Available data:
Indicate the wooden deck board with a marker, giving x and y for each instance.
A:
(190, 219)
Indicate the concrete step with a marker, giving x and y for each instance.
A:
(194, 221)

Assigned task: What is needed is every line of the records that contains the word "marker".

The completed task:
Indicate the wooden deck board with a marker, giving x and y for each instance.
Indicate the concrete step with a marker, giving x and y for each instance.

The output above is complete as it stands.